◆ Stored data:
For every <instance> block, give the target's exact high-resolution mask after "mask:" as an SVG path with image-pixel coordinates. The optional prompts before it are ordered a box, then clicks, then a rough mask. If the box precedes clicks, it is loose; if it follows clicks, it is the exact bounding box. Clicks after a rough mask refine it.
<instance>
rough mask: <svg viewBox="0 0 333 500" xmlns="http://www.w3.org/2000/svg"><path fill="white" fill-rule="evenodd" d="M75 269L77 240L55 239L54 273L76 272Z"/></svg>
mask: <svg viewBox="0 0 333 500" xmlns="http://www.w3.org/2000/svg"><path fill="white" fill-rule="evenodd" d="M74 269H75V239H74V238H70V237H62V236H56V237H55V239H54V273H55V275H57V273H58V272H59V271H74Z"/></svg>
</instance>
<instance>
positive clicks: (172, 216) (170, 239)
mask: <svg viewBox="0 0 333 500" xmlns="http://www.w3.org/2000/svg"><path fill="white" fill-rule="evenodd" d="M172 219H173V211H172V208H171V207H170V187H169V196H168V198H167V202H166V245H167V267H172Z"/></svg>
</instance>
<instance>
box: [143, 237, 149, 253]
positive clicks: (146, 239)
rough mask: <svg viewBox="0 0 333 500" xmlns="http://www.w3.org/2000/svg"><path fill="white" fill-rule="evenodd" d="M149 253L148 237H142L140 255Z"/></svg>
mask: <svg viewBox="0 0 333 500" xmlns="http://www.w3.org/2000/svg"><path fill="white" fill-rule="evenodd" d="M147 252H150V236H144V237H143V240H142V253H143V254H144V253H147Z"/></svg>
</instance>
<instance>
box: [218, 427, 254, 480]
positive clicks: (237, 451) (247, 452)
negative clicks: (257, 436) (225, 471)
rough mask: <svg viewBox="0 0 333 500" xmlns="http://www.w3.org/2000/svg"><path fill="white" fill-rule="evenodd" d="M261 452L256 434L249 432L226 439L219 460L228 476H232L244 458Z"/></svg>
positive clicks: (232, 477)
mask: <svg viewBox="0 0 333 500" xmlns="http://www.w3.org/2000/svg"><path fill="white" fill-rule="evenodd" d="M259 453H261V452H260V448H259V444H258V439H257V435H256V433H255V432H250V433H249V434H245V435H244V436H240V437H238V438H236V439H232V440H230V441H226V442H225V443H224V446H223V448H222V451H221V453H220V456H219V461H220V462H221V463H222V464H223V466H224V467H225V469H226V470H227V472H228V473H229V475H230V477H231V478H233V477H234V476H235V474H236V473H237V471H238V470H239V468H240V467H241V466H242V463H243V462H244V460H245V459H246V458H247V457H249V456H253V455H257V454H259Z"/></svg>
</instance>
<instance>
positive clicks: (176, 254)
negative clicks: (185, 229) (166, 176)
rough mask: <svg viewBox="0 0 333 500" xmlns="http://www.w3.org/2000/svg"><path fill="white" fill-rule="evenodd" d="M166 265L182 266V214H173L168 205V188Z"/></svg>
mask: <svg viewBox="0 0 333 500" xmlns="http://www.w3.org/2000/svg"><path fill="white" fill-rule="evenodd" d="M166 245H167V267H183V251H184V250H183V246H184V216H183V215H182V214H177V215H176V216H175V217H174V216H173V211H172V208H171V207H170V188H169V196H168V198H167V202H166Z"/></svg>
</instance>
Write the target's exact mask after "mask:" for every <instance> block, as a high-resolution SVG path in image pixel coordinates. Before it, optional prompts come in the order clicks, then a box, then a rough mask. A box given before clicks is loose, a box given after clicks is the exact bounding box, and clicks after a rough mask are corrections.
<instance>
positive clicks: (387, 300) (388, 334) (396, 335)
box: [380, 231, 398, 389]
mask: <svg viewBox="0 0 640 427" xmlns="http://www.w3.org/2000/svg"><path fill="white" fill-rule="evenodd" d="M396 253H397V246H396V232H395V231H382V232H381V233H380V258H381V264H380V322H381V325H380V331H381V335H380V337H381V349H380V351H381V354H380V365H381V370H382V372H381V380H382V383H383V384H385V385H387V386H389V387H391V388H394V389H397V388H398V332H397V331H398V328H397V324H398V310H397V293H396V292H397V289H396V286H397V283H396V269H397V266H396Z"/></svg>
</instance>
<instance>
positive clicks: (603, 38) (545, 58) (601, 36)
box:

◆ Exercise instructions:
Above are the lines; repeat exactly the ones from the line containing "Write the target's" down to the line containing "positive clicks: (387, 300)", both inclusive.

◆ Response for this exercise:
Write the target's exact mask after "mask:" for every <instance> block, as a high-resolution SVG path in image pixel coordinates. Before it, optional prompts come in the order clicks, then a box, then a rough mask. A box given before clicks is loose, a box given after clicks is the exact bounding box, and clicks after a rough mask are corrections.
<instance>
positive clicks: (387, 300) (388, 334) (396, 335)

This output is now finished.